> _Data records_:
>> begin
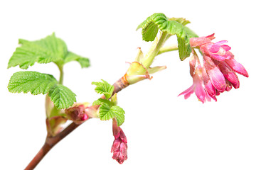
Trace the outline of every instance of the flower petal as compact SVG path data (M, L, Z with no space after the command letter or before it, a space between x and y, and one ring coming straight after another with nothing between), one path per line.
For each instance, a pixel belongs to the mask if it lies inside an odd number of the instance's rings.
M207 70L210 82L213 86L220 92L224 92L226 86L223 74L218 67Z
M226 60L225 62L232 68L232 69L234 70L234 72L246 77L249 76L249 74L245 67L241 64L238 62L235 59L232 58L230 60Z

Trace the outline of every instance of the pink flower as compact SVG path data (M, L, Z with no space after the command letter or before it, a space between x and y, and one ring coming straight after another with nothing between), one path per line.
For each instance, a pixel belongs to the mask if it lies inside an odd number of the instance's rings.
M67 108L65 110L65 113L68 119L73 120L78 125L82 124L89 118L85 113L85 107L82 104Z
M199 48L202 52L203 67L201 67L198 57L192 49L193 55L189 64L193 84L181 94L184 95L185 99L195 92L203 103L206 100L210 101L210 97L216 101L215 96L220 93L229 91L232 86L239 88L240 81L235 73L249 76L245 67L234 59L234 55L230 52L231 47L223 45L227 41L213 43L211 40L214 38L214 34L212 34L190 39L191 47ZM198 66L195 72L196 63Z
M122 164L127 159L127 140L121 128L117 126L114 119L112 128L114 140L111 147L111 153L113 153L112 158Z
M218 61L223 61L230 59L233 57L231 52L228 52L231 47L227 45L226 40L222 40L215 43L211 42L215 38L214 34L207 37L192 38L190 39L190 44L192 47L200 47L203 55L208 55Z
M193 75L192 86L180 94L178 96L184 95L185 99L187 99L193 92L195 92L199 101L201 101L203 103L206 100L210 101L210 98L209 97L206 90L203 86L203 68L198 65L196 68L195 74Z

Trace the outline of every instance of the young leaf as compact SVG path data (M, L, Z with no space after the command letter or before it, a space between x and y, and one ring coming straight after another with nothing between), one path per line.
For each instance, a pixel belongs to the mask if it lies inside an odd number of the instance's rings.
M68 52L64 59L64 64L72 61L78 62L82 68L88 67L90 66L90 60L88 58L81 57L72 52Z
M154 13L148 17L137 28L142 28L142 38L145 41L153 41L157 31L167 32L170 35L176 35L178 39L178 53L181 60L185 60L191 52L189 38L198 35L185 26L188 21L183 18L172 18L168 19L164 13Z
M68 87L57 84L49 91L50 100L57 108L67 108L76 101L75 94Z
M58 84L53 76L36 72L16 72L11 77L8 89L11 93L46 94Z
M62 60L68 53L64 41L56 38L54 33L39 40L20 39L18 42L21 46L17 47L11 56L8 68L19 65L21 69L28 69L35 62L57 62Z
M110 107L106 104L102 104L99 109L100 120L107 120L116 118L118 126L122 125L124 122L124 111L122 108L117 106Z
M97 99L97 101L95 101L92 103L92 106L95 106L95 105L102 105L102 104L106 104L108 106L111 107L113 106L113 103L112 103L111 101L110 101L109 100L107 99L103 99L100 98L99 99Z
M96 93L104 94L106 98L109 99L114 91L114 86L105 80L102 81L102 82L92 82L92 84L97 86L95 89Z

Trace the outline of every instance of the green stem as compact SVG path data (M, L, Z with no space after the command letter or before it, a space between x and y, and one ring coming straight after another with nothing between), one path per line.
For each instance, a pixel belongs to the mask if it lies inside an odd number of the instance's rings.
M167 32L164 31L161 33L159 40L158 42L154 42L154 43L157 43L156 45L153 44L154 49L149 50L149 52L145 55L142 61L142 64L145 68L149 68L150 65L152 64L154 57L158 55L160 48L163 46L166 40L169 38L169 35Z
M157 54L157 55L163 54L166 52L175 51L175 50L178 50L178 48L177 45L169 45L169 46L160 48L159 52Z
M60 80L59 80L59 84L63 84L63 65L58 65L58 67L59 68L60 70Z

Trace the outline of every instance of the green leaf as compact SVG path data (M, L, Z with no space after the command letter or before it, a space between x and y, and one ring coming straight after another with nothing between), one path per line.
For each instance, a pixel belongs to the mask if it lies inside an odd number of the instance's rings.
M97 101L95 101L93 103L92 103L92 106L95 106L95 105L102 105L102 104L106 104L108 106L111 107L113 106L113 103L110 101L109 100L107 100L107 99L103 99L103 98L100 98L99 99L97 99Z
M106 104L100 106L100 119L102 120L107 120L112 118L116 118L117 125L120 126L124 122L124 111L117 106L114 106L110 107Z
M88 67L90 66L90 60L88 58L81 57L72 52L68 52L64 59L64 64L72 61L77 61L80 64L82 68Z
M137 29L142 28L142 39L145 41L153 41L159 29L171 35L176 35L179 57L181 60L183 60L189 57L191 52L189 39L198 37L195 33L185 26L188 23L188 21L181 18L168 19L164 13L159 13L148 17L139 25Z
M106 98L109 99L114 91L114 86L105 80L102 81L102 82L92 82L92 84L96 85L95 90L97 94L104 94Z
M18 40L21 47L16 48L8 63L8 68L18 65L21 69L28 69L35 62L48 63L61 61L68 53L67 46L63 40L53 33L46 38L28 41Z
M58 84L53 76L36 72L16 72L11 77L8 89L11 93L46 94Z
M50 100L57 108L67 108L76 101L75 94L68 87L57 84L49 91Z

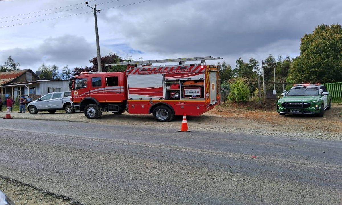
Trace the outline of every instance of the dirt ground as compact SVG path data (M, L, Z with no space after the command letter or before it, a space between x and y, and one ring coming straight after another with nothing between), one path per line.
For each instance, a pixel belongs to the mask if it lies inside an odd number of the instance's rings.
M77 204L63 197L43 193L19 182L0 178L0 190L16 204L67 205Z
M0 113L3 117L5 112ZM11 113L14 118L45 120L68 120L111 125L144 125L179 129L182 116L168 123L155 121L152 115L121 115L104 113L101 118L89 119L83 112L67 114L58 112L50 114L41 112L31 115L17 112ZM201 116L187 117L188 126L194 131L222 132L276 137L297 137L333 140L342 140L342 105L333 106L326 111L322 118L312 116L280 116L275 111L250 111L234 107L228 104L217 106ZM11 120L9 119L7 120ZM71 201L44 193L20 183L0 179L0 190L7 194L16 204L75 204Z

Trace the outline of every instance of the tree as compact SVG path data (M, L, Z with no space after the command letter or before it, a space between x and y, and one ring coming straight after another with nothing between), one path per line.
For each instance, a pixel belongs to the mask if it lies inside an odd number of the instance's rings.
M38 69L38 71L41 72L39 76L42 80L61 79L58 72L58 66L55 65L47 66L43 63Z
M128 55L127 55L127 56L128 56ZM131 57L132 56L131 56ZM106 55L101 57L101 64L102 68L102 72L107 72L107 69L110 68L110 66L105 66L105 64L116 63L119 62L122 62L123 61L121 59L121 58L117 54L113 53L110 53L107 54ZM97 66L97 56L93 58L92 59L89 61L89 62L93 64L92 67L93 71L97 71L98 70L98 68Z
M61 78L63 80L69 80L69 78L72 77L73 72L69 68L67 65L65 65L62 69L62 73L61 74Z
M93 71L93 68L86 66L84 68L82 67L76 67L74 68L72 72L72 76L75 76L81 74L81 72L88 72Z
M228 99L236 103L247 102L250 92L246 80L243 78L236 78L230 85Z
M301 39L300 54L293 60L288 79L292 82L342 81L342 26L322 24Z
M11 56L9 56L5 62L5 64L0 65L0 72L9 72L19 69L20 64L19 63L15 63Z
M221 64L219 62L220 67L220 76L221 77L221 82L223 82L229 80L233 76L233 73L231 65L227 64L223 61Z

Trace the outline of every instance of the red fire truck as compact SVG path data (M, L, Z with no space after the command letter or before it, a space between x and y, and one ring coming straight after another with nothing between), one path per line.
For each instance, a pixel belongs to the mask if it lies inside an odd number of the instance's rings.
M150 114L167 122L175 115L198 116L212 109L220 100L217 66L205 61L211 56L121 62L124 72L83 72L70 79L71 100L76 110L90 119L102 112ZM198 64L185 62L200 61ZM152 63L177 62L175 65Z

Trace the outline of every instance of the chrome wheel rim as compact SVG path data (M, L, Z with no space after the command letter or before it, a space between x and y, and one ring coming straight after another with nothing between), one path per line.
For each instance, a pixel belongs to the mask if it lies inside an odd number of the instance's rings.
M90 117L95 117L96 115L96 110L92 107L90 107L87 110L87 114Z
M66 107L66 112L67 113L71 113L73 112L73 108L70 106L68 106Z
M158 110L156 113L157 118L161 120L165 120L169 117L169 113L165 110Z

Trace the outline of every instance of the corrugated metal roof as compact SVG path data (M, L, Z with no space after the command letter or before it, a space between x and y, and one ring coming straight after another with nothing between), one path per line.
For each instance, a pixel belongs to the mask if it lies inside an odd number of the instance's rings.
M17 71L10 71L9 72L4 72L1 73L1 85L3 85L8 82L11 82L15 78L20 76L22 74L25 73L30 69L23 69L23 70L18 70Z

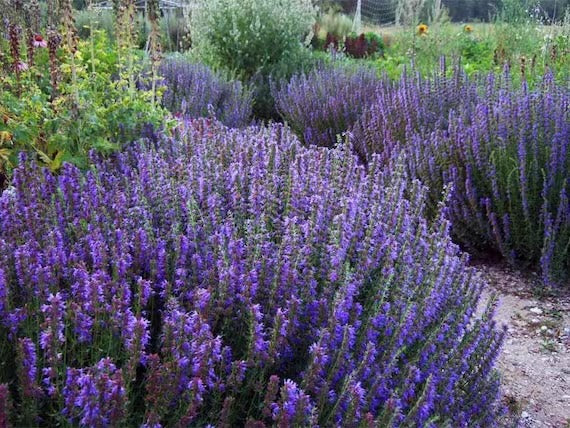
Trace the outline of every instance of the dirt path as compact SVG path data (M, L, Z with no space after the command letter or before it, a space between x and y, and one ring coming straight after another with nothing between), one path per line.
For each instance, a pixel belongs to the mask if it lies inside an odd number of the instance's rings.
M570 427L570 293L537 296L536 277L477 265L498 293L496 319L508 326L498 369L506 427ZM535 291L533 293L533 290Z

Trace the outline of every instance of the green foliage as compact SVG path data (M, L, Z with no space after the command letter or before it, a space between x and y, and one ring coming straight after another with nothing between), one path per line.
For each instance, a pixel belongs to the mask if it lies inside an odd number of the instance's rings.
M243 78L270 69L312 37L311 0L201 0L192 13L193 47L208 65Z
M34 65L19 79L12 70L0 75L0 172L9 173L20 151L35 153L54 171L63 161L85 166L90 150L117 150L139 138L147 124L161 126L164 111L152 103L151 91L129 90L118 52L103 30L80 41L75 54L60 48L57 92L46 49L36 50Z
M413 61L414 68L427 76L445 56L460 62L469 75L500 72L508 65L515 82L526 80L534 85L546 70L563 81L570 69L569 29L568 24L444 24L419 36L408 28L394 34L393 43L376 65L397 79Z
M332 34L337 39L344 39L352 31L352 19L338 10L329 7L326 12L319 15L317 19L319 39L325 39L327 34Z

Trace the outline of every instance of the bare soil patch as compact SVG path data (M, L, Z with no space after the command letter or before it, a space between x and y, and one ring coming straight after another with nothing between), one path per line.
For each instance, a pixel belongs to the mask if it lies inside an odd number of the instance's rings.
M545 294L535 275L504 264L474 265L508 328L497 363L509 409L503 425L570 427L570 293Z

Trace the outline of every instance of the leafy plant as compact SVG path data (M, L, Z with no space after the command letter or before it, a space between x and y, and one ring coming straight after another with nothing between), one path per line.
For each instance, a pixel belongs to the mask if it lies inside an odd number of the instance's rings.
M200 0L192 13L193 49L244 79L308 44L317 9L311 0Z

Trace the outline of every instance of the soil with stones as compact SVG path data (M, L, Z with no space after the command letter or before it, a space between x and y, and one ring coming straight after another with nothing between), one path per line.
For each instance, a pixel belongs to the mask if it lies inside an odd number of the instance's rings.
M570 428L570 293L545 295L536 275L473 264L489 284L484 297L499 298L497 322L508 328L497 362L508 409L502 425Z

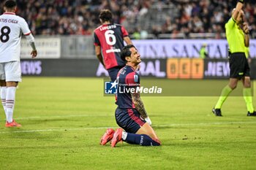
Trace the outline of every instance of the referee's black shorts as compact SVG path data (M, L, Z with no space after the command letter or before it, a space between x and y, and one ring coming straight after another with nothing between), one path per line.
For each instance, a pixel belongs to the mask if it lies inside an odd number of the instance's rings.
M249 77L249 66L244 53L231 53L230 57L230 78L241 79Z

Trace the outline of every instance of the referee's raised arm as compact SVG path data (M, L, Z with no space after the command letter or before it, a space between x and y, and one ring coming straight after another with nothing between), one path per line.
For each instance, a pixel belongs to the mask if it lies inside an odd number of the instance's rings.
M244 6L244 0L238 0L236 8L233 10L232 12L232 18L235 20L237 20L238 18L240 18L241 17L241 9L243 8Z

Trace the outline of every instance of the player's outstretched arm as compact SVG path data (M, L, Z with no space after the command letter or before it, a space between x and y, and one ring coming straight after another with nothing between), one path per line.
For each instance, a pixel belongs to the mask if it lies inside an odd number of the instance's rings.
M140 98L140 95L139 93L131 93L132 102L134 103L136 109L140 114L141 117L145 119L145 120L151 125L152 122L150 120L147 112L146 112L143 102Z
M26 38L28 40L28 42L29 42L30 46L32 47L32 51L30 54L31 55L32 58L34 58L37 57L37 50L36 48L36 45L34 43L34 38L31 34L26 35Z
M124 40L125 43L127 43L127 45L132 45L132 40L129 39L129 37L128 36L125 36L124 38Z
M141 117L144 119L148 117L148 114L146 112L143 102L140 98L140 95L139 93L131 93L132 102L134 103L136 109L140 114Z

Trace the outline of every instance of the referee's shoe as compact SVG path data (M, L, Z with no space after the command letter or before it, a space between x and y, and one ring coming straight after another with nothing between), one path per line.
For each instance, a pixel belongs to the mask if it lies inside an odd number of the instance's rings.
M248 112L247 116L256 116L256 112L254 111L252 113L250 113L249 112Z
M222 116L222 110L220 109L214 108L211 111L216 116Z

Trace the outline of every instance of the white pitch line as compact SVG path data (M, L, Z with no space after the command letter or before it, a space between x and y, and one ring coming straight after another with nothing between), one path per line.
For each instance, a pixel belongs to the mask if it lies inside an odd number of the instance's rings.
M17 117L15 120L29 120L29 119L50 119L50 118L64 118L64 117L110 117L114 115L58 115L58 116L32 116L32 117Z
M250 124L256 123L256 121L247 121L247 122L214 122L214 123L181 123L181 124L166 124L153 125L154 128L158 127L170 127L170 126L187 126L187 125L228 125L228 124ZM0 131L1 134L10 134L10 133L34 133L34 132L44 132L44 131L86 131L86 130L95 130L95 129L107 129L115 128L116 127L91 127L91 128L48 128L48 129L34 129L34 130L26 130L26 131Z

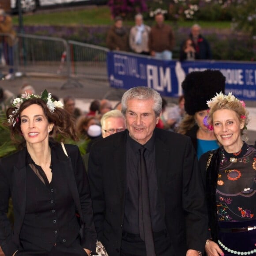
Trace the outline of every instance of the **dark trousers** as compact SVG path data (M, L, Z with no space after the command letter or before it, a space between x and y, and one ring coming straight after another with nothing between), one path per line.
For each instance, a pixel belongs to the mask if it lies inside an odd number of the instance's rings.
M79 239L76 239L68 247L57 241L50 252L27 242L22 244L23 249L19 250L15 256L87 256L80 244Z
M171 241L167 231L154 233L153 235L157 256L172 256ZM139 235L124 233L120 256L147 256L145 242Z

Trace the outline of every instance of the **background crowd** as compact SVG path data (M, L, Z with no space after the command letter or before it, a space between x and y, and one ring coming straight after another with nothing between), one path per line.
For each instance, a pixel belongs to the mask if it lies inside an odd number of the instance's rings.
>> end
> _What the exercise asks_:
Format the items above, from the start through the line containing "M226 60L225 62L232", as a Markdown table with the columns Row and Text, one numbered row per line. Skip blank lines and leave out the pictures.

> _Task response_:
| Row | Text |
|---|---|
| 1 | Trace the outline of every instance of the flower petal as compact SVG path data (M, L, Z with no space after the command letter or before it, a space between x and y, and one ring coming straight after another with nothing between), one path per line. |
| 2 | For each instance, a pixel belongs to the mask if it lies inside an odd number of the instance's rings. |
| 3 | M207 70L210 82L213 86L220 92L224 92L226 86L223 74L218 67Z |
| 4 | M226 60L225 62L232 68L232 69L234 70L234 72L246 77L249 76L249 74L245 67L241 64L238 62L235 59L232 58L230 60Z |